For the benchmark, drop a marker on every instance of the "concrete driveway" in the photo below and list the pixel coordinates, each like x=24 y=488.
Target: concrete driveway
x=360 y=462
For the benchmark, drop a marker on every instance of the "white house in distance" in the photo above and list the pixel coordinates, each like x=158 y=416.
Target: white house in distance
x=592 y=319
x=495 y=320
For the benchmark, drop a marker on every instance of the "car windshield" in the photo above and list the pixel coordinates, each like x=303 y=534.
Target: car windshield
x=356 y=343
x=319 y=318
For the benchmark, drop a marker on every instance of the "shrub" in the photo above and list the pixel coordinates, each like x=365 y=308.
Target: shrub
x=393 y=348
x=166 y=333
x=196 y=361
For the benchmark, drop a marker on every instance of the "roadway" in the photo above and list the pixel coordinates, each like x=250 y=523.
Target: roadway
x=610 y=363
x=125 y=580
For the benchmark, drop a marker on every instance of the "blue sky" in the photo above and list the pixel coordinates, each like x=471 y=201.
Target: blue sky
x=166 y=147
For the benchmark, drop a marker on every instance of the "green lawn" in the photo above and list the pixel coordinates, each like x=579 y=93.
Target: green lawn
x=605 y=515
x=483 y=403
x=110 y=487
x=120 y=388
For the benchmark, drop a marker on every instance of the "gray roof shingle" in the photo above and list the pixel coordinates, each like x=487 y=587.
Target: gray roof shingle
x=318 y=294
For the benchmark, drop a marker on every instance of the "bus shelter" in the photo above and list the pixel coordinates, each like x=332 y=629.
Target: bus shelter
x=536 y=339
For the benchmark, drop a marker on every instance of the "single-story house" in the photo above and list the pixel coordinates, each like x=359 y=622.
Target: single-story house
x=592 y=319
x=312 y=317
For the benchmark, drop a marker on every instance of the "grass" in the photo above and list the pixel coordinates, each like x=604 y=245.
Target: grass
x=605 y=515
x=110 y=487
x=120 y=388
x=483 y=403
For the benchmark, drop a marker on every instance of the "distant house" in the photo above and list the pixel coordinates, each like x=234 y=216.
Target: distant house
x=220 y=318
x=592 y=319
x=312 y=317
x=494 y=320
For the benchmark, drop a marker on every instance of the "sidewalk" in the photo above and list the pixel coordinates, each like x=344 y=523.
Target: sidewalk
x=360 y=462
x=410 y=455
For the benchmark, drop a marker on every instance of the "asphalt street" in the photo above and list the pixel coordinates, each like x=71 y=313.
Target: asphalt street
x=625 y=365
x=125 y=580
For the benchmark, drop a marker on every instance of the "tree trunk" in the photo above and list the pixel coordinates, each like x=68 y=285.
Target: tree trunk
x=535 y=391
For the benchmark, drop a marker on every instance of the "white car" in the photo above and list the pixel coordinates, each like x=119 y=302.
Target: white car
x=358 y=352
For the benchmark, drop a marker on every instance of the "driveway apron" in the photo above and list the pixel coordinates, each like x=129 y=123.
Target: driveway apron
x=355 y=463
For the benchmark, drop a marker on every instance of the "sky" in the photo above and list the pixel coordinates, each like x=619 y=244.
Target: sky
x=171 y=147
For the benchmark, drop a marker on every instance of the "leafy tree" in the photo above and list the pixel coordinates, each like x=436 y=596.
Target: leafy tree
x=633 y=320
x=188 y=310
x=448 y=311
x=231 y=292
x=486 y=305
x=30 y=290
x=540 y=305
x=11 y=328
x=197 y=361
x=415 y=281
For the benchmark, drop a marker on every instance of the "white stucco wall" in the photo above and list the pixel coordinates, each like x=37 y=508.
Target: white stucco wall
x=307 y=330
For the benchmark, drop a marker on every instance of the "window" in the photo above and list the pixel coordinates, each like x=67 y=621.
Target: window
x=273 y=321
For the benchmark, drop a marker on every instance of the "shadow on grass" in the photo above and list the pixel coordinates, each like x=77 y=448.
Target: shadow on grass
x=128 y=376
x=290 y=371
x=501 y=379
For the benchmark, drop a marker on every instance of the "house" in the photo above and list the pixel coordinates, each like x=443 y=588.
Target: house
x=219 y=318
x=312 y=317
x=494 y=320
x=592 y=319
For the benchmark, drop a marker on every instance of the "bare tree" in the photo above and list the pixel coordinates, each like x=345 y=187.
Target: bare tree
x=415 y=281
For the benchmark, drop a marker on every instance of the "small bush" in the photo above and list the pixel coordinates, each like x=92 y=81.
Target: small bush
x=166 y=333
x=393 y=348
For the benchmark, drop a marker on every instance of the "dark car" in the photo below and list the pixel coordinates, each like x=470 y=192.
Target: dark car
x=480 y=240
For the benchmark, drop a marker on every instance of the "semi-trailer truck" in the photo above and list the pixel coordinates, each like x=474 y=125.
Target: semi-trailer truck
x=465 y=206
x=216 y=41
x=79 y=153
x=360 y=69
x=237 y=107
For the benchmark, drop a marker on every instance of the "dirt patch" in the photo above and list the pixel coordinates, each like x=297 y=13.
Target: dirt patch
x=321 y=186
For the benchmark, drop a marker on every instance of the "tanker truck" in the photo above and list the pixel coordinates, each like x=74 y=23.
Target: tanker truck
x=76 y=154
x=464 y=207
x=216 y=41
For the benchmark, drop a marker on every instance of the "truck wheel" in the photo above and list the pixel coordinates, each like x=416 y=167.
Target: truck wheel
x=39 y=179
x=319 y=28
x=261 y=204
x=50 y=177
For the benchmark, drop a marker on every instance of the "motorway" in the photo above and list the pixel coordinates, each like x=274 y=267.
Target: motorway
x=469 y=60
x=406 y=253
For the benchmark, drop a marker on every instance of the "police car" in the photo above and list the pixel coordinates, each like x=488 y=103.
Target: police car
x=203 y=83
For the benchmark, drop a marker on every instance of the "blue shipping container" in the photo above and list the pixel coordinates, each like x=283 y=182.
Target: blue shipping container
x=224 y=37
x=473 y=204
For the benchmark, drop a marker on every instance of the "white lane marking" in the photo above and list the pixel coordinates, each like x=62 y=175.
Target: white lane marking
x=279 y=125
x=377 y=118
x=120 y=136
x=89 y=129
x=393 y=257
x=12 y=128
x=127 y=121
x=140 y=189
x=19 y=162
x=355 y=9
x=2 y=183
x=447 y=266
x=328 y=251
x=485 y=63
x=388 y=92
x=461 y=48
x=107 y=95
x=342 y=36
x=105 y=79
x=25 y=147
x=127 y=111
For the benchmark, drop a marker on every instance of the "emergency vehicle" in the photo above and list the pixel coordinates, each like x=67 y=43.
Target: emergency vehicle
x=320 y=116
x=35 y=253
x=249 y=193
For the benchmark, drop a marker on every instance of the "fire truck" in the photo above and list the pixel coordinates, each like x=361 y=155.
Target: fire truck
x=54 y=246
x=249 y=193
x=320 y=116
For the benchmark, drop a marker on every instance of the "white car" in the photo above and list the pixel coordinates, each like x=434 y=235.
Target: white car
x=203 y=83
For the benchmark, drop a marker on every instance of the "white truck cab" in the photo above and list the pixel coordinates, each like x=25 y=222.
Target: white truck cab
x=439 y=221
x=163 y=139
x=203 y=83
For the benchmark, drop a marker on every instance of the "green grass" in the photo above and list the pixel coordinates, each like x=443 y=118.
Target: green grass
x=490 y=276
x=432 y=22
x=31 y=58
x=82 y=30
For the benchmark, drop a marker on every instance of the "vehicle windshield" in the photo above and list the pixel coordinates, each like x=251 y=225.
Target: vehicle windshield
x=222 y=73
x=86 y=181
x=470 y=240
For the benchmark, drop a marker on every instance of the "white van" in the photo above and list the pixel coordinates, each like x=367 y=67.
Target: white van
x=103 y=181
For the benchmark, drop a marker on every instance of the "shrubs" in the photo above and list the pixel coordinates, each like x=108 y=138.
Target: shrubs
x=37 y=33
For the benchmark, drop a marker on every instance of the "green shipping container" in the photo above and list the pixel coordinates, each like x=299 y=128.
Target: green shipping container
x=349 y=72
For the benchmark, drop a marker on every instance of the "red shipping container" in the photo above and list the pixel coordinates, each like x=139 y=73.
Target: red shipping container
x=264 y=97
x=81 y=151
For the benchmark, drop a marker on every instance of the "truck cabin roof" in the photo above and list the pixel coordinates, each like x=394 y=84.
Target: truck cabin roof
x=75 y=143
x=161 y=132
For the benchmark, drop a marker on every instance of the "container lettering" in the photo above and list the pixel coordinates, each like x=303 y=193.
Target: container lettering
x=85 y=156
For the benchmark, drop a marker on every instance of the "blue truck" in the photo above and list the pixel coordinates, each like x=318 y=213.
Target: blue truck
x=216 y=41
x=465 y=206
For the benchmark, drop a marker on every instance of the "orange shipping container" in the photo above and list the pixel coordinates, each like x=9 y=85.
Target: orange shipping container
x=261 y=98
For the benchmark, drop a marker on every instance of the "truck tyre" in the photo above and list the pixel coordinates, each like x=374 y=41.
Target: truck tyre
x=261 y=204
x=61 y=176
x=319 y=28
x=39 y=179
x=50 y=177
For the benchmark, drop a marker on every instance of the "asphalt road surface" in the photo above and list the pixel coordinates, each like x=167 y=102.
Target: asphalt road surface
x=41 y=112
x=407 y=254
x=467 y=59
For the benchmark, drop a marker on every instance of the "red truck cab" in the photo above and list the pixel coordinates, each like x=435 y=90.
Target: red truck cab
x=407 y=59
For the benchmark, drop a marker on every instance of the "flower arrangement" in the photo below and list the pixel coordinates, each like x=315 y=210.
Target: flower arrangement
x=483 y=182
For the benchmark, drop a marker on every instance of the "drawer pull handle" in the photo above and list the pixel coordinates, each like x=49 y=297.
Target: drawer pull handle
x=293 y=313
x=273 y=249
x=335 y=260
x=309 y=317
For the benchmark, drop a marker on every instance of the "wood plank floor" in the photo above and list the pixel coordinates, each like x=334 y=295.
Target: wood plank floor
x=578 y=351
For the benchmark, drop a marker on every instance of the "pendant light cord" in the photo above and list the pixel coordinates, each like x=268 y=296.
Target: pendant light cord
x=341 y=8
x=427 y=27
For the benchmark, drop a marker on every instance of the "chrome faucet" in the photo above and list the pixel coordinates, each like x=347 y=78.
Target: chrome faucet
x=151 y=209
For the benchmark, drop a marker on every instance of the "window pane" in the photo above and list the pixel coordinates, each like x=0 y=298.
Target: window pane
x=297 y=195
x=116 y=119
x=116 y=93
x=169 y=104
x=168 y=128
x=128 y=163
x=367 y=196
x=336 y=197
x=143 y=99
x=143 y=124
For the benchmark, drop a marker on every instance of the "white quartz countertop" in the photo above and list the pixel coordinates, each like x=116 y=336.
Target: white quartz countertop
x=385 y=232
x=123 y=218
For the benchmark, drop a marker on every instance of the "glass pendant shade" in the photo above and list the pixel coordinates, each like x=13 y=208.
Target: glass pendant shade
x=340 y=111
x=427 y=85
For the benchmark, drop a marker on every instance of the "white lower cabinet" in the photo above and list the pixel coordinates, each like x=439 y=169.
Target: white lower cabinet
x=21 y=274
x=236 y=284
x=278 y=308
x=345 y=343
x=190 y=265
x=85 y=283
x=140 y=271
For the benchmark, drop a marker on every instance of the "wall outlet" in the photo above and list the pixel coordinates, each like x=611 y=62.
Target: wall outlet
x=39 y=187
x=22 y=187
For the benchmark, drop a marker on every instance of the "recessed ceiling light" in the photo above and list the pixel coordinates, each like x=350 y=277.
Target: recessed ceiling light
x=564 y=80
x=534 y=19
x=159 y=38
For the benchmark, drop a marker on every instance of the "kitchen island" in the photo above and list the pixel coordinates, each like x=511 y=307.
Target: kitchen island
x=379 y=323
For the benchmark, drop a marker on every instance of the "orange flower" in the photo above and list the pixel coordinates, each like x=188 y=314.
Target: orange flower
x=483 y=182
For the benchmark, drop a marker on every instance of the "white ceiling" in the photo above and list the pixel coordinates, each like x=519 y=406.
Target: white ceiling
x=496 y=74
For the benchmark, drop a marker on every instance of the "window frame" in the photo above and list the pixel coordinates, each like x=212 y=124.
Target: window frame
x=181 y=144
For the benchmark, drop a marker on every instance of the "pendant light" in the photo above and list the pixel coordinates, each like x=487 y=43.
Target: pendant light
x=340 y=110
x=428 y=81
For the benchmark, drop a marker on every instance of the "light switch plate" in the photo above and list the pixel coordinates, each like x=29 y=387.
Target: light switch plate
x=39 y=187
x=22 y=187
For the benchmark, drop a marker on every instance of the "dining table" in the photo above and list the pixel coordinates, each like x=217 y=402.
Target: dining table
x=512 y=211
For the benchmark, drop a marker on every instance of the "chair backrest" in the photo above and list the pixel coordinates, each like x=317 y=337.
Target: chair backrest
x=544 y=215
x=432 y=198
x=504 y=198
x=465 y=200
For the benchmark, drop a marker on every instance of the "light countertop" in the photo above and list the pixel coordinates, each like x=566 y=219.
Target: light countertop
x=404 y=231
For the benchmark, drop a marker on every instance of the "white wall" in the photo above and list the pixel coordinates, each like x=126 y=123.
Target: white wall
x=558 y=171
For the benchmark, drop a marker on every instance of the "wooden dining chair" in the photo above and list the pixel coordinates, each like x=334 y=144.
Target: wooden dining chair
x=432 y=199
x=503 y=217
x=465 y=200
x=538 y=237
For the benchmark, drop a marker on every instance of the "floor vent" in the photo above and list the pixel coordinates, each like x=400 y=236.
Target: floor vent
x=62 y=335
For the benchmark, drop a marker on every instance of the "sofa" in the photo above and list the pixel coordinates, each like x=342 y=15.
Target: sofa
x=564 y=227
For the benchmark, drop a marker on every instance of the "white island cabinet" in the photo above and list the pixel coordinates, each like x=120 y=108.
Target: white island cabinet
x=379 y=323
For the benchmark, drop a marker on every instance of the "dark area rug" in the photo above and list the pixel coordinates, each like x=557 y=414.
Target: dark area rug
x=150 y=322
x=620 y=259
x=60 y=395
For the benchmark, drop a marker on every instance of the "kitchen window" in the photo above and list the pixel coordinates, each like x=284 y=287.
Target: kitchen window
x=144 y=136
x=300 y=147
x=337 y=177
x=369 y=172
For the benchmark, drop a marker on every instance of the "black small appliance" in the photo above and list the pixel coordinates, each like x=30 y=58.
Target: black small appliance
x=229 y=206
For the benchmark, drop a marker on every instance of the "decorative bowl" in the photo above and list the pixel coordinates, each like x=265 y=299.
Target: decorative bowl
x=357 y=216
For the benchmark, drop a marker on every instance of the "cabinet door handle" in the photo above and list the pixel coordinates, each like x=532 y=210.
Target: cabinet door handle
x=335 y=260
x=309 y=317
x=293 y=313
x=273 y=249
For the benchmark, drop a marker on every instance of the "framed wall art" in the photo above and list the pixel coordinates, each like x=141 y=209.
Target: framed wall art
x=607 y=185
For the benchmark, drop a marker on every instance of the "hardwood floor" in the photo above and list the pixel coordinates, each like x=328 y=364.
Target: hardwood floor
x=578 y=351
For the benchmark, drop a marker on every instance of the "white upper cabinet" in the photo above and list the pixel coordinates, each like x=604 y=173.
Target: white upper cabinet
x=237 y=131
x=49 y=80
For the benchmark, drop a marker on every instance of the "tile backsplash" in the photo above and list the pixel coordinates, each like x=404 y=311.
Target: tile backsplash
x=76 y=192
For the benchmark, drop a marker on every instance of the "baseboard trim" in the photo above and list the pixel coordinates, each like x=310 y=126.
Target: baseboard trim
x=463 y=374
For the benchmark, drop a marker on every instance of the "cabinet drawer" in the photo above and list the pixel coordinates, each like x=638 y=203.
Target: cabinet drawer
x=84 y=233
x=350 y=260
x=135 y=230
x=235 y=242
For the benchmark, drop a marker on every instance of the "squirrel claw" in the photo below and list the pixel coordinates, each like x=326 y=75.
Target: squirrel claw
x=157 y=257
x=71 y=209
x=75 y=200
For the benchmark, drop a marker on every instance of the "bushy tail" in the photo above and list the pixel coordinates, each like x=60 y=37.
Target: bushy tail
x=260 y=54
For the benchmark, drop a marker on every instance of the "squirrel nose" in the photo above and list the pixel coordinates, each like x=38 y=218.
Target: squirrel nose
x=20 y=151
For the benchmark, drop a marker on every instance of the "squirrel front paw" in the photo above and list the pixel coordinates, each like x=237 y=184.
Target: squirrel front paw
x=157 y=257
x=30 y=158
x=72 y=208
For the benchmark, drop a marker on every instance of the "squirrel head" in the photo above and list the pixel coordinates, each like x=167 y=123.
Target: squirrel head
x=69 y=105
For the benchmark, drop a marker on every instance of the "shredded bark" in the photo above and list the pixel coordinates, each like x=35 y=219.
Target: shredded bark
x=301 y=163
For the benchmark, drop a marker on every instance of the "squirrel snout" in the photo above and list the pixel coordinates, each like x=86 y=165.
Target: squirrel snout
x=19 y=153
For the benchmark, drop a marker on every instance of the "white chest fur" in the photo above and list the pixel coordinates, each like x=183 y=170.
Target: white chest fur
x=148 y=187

» Goal of the exercise
Rewrite the records from the line with "like x=217 y=402." up to and including the line with "x=564 y=227", substituting "heating vent" for each occurrence of "floor vent" and keeping everything else unchanged.

» Correct response
For the benchmark, drop a marker on every instance of the "dining table" in the photo above and list the pixel coordinates, each like x=217 y=402.
Target: dining table
x=512 y=211
For the benchmark, drop a marker on every instance of the "chair backrest" in the photo above and list the pixel coordinates, each like x=317 y=337.
Target: chair backrest
x=544 y=215
x=432 y=198
x=504 y=198
x=465 y=200
For the benchmark, drop a marker on every instance of the "light countertop" in the photo above and list the pixel coordinates, each like x=566 y=219.
Target: light countertop
x=404 y=231
For the benchmark, drop a marker on every instance of the "white wall" in the photo above and list the pixel coordinates, each like x=126 y=123.
Target: white wall
x=558 y=171
For the benchmark, drop a marker on every instance of the "wooden dining chair" in the photo above and list the pixel coordinates, each like x=334 y=144.
Target: wooden dining chair
x=432 y=199
x=503 y=217
x=465 y=200
x=538 y=237
For the benchmark, drop a marker on every instance of the "heating vent" in the photo above and list the pixel coordinates, each like x=400 y=236.
Target: heating vent
x=62 y=335
For the benchmark, drop a marker on every instance of the "sofa" in the photo above and list the pixel coordinates, each like x=342 y=15.
Target: sofa
x=564 y=227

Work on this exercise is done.